→ **What the task asks**:
Can you switch each "Draw the outline" in the listing below to "Trace the outline" and give the listing again with nothing else changed, leaving out the pictures?

Records
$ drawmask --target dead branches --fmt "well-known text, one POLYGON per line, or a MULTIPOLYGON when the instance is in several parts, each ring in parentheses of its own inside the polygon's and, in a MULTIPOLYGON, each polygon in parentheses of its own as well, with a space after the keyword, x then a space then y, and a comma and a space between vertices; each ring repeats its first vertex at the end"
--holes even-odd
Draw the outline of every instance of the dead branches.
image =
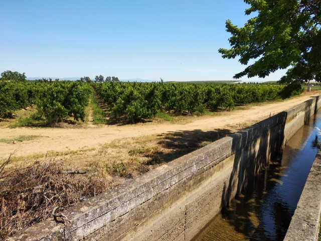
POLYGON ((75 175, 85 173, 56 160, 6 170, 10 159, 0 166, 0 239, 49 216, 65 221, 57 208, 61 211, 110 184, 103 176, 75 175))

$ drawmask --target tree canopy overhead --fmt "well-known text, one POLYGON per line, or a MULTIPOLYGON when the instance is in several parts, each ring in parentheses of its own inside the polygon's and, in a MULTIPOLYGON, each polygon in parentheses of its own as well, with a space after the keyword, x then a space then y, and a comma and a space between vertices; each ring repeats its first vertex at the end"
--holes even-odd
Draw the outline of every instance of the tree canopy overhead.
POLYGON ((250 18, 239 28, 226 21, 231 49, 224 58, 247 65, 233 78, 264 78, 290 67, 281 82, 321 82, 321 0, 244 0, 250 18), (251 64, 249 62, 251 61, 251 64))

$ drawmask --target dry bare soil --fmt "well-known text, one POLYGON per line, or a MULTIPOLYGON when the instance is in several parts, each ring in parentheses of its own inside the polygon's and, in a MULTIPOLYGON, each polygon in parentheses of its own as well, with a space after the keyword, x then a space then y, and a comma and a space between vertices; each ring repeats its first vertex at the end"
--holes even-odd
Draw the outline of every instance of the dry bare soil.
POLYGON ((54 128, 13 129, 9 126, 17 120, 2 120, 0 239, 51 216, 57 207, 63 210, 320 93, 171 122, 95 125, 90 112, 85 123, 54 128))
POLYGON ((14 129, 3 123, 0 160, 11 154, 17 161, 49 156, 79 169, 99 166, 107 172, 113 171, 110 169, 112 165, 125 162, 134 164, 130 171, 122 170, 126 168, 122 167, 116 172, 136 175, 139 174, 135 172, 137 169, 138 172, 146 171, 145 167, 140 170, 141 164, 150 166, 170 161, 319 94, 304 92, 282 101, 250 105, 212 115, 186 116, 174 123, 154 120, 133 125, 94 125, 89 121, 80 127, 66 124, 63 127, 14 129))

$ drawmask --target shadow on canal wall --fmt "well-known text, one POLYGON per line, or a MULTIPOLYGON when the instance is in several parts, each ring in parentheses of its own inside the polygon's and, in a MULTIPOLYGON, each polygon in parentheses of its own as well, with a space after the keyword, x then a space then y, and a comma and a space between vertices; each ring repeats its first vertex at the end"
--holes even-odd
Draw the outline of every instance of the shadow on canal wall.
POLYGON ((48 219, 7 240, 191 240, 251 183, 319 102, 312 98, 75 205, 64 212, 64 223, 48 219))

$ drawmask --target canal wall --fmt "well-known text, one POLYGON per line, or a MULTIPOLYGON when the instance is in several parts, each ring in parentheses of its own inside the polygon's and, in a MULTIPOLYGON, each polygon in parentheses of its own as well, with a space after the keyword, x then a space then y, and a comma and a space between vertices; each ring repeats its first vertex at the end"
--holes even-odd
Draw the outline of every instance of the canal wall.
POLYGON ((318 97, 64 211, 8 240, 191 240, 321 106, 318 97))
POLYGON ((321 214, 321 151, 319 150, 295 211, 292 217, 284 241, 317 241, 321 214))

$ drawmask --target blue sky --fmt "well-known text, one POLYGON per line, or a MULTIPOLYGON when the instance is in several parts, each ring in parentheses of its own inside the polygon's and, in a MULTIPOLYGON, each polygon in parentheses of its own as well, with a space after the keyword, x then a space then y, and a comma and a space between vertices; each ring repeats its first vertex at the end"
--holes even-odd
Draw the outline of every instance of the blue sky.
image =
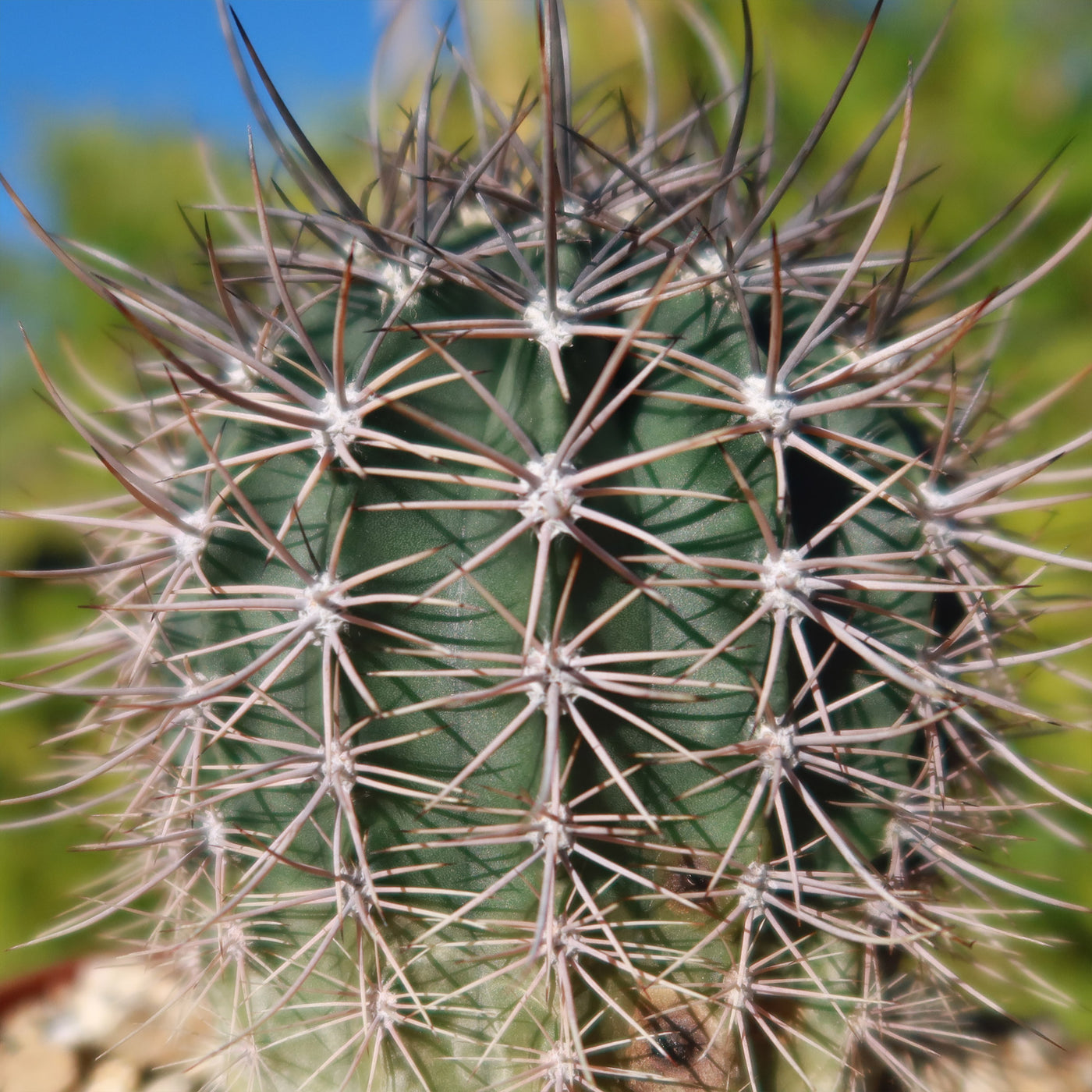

→ **Answer to this exercise**:
$ drawmask --target dead branches --fmt "well-known text, one POLYGON per line, or a MULTIPOLYGON when the instance is in several parts, each ring in parentheses of its own inside the polygon's and, in a MULTIPOLYGON, each polygon in parentheses of its own as well, with a space after the keyword, x then a space then y, and a comma and a space between vertices; each ring repeats its first vertex at the end"
--holes even-odd
Trace the outline of every instance of the dead branches.
image =
POLYGON ((75 175, 85 173, 56 160, 6 170, 10 159, 0 166, 0 239, 49 216, 65 221, 57 208, 61 211, 110 184, 103 176, 75 175))

$ drawmask --target tree canopy overhead --fmt "well-known text, one POLYGON per line, or a MULTIPOLYGON when the instance is in several parts, each ring in parentheses of its own inside the polygon's and, in a MULTIPOLYGON, each polygon in parentheses of its own as well, with a space after the keyword, x then a space then y, and a comma and a space between vertices; each ring repeats its first vertex at the end"
--holes even-odd
Trace the outline of every instance of the tree canopy overhead.
POLYGON ((250 18, 239 28, 226 21, 231 49, 224 58, 247 65, 233 78, 264 78, 290 67, 281 82, 321 82, 321 0, 244 0, 250 18), (251 64, 249 62, 251 61, 251 64))

$ drawmask --target dry bare soil --fmt "well-known text, one POLYGON per line, or a MULTIPOLYGON when the instance is in several parts, each ring in parentheses of its own inside the polygon's and, in a MULTIPOLYGON, each polygon in parentheses of its own as well, with a space after the keyword, x then a space then y, and a comma and a space between vertices; each ring repeats its first vertex at the end"
--holes even-odd
Trace the outline of every instance of the dry bare soil.
POLYGON ((54 128, 13 129, 9 126, 17 120, 2 120, 0 239, 51 216, 57 207, 63 210, 320 93, 171 122, 95 125, 90 112, 85 123, 54 128))
POLYGON ((14 129, 3 123, 0 160, 11 154, 17 161, 49 156, 79 169, 99 166, 107 172, 113 171, 110 169, 112 165, 125 162, 134 164, 130 171, 122 170, 126 168, 122 167, 116 172, 136 175, 139 174, 135 172, 137 169, 138 172, 146 171, 145 167, 140 170, 141 164, 150 166, 170 161, 319 94, 304 92, 282 101, 250 105, 212 115, 186 116, 174 123, 154 120, 133 125, 94 125, 89 121, 80 127, 66 124, 63 127, 14 129))

$ drawmask --target shadow on canal wall --fmt "well-known text, one POLYGON per line, or a MULTIPOLYGON when the instance is in several parts, each ring in parentheses of its own inside the polygon's and, in a MULTIPOLYGON, each polygon in parentheses of its own as well, with a space after the keyword, x then a space then y, and a comma and a space between vertices; each ring repeats its first vertex at the end"
--holes even-odd
Trace the outline of every instance of the shadow on canal wall.
POLYGON ((48 219, 7 240, 191 240, 251 183, 319 102, 312 98, 75 205, 64 212, 64 223, 48 219))

$ drawmask --target canal wall --fmt "well-known text, one POLYGON per line, or a MULTIPOLYGON when the instance is in several parts, each ring in parentheses of its own inside the polygon's and, in a MULTIPOLYGON, each polygon in parentheses of its own as well, with a space after the keyword, x then a space then y, and a comma and a space between vertices; each ring repeats its first vertex at the end"
--holes even-odd
Trace the outline of every instance of the canal wall.
POLYGON ((318 97, 64 211, 8 240, 191 240, 321 106, 318 97))
POLYGON ((321 214, 321 151, 319 150, 295 211, 292 217, 284 241, 317 241, 321 214))

$ drawmask --target blue sky --fmt "well-known text, one POLYGON per line, or a MULTIPOLYGON when the instance is in several parts, each ring in parentheses of its own inside the polygon's and, in a MULTIPOLYGON, each polygon in parentheses of its own as well, with a space after the keyword, x then a space then y, and a comma and a space between vertices; each ring repeats its first vertex at the end"
--holes even-odd
Trace the outline of every instance of the blue sky.
image =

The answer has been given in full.